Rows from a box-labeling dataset
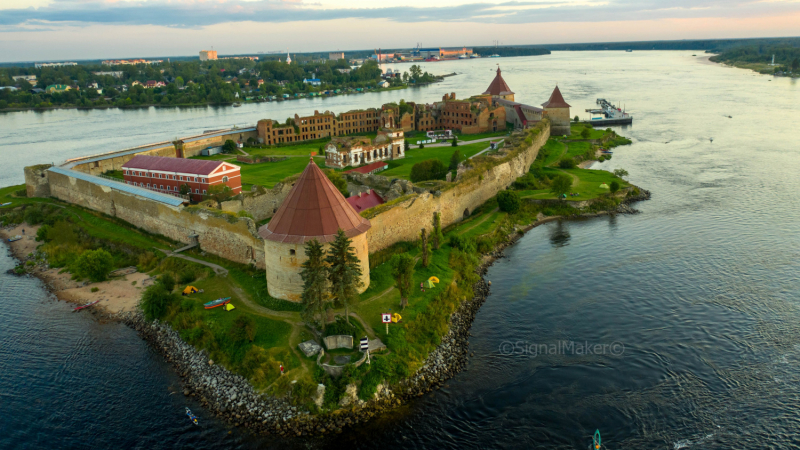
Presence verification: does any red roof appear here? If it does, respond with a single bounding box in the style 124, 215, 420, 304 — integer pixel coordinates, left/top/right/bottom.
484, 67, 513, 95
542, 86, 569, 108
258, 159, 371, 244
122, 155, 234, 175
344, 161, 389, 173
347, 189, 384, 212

==

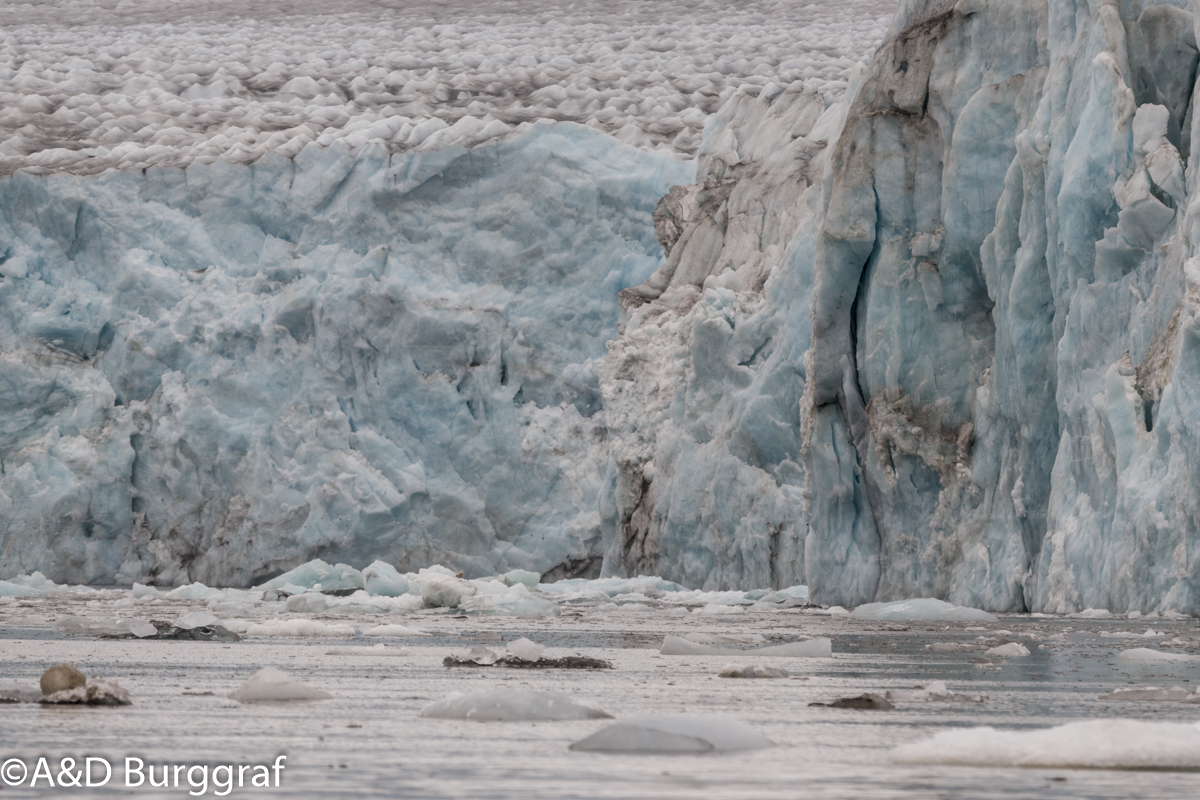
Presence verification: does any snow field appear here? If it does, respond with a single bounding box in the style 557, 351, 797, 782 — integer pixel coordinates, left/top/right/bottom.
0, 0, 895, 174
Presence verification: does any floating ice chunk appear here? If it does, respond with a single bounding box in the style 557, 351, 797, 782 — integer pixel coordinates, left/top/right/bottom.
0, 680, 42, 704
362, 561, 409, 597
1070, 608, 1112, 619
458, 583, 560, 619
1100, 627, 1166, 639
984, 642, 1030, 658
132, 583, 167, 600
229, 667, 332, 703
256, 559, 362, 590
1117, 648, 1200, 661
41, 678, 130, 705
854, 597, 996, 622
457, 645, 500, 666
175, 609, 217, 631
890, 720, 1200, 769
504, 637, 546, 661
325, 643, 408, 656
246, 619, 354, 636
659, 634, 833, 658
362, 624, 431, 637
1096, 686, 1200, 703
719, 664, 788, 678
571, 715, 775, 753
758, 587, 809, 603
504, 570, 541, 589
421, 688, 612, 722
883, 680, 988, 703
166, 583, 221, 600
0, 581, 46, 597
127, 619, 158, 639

_YOUR OBJECTIVE_
Please count the lines in the data above that contain the string "coordinates", matching case exactly, and reply with the number alone.

_REPLY TO THE EXERCISE_
3